[Data listing]
===
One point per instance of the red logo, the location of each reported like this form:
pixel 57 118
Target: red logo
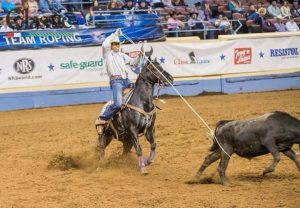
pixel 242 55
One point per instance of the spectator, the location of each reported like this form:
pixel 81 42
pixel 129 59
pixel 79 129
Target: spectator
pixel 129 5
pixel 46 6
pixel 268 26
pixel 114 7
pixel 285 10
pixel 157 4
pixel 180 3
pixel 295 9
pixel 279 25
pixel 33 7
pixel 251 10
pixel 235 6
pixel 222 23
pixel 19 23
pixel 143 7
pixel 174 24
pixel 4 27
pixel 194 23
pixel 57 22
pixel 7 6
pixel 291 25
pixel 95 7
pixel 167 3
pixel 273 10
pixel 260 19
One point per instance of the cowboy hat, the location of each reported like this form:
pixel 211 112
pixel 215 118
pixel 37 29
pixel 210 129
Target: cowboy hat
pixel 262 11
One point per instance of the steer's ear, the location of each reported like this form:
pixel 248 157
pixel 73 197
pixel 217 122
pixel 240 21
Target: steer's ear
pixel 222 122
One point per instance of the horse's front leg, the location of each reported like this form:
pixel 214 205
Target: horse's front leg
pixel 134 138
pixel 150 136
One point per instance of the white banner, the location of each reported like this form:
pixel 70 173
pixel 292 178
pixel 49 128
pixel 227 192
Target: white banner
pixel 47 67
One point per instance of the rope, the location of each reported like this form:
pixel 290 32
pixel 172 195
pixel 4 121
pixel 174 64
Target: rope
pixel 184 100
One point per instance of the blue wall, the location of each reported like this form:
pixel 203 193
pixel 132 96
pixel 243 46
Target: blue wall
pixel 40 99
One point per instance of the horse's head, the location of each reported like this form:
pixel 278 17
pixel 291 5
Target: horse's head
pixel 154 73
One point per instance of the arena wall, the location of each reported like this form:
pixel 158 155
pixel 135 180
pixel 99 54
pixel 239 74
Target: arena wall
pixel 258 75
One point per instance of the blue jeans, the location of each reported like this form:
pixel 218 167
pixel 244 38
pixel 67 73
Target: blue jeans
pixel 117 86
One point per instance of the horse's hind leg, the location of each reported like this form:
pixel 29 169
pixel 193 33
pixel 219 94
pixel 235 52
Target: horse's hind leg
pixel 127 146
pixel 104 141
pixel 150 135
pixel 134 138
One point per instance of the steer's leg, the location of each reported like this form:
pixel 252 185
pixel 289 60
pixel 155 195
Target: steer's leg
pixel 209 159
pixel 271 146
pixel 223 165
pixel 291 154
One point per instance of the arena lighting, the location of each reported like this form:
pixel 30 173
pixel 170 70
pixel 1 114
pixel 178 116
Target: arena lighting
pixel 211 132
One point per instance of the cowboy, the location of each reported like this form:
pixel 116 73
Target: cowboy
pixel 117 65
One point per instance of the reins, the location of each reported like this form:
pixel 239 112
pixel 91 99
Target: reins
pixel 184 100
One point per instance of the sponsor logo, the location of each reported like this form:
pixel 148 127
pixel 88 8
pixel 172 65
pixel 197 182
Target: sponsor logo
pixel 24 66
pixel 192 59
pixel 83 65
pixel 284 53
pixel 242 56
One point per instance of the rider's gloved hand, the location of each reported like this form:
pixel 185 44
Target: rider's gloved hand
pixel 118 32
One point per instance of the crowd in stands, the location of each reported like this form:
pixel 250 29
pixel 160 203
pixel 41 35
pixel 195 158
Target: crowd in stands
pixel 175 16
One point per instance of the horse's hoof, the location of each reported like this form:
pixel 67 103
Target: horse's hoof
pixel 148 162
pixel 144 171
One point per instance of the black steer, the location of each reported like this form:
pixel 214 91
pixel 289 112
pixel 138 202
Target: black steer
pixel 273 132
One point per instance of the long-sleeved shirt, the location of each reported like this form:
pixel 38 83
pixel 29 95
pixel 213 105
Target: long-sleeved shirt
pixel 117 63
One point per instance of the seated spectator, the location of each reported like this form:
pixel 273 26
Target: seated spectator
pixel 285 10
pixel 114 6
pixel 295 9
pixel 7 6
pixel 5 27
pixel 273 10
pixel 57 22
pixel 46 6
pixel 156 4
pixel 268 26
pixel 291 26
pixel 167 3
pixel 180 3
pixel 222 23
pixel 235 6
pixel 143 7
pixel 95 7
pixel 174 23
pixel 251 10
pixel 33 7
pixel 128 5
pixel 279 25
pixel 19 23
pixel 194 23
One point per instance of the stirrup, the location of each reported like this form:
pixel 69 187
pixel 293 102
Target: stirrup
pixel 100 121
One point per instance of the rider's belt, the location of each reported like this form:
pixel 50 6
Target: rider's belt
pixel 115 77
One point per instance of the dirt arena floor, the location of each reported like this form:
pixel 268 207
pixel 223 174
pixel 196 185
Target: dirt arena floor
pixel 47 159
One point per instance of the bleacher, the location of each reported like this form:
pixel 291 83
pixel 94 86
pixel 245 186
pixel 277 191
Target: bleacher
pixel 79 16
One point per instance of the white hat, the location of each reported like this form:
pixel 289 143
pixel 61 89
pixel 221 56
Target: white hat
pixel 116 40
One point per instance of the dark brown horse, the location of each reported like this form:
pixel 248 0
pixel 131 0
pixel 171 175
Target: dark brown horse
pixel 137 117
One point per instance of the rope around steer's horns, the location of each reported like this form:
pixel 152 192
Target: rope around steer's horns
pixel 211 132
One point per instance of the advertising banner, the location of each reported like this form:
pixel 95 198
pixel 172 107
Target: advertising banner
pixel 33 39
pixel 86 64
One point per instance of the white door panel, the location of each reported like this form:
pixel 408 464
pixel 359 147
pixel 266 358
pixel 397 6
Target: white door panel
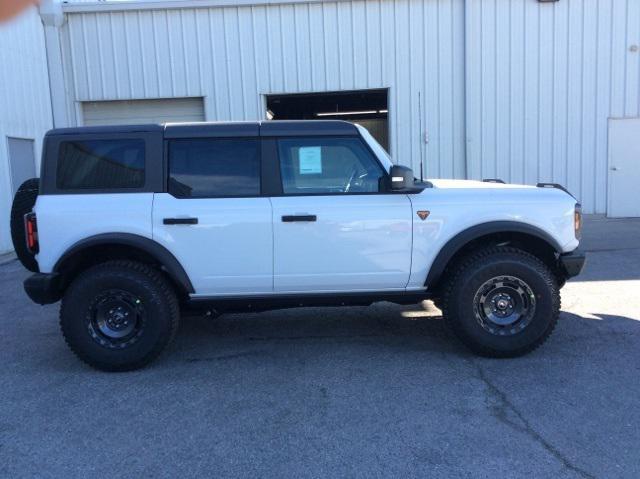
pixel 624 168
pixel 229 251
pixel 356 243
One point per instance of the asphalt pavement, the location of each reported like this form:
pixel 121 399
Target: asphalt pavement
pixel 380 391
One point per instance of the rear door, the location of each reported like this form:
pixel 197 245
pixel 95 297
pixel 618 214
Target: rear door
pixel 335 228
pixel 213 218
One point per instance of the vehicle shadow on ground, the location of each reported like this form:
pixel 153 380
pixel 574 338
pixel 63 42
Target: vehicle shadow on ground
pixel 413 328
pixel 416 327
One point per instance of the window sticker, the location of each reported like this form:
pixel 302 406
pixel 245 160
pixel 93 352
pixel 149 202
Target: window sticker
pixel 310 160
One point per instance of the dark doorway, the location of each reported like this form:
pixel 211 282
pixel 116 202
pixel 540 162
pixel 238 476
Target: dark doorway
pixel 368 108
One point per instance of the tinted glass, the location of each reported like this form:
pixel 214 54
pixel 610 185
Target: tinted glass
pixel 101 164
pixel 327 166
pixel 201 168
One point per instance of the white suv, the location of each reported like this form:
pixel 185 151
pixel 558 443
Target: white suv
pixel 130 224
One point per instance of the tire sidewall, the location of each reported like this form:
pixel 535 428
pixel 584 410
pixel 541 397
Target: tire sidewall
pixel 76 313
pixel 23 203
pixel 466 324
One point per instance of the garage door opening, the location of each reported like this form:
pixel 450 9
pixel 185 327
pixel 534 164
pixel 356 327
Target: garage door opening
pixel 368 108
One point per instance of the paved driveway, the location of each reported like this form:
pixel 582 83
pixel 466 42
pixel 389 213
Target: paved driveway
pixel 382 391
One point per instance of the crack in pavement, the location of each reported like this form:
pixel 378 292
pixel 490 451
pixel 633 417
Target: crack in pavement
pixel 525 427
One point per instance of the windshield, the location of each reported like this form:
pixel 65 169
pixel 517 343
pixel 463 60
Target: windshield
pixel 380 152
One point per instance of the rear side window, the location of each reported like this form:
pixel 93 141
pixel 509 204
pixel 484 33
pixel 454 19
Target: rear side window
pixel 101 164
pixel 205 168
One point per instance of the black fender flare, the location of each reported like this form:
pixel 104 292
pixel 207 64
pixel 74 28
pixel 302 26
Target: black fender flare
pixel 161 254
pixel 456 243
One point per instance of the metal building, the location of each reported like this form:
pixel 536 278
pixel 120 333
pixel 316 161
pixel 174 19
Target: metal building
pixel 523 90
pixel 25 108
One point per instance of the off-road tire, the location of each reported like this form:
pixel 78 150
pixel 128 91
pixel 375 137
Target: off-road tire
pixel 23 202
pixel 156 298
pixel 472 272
===
### WHAT THIS TASK INVOLVES
Locate the line with "One point per instance of the dark doorway, the" in the entries above; extract it and every line after it, verbatim.

### SOLUTION TO THIS PROBLEM
One point per instance of the dark doorway, the location of each reported like this form:
pixel 211 282
pixel 116 202
pixel 540 162
pixel 238 476
Target: dark doorway
pixel 368 108
One point per instance of the tinted glass, the location of each reported like this form:
pixel 214 54
pixel 610 185
Target: tinted glass
pixel 101 164
pixel 327 166
pixel 201 168
One point per instance of the white suv, the location of each reported like this form:
pixel 185 151
pixel 558 443
Target: white suv
pixel 130 224
One point per instance of the tire sidewall, the location of each reported like this form:
pixel 535 428
pixel 584 410
pixel 541 397
Target: tire sidewall
pixel 76 313
pixel 23 203
pixel 466 324
One point per instance of the garage door opening, the location of each reported like this form:
pixel 450 9
pixel 185 327
pixel 534 164
pixel 356 327
Target: garage door opening
pixel 368 108
One point per instance of the paved driveway, the location of each reported like this form:
pixel 582 83
pixel 466 42
pixel 389 213
Target: paved driveway
pixel 382 391
One point per instance of the crack in pavement, the location of each reported like this form:
pixel 378 292
pixel 490 451
pixel 633 417
Target: crack in pavement
pixel 525 427
One point per instance of the windshield, the location of each reported like this form:
pixel 65 169
pixel 517 343
pixel 463 60
Target: windshield
pixel 380 152
One point per instance of the rear side window, the location of each reported like this form:
pixel 93 141
pixel 509 204
pixel 484 33
pixel 454 19
Target: rear side window
pixel 101 164
pixel 205 168
One point per instance of the black fender flare, the location of each reported like this form:
pixel 104 292
pixel 207 64
pixel 74 28
pixel 302 26
Target: black fender flare
pixel 161 254
pixel 456 243
One point per instance of the metal building, the location of each reported like this form:
pixel 536 278
pixel 120 333
pixel 316 161
pixel 174 19
Target: metal building
pixel 523 90
pixel 25 108
One point per instance of the off-road tire, the location of each reported like this form:
pixel 78 150
pixel 128 91
pixel 375 137
Target: off-road tire
pixel 23 202
pixel 156 298
pixel 472 272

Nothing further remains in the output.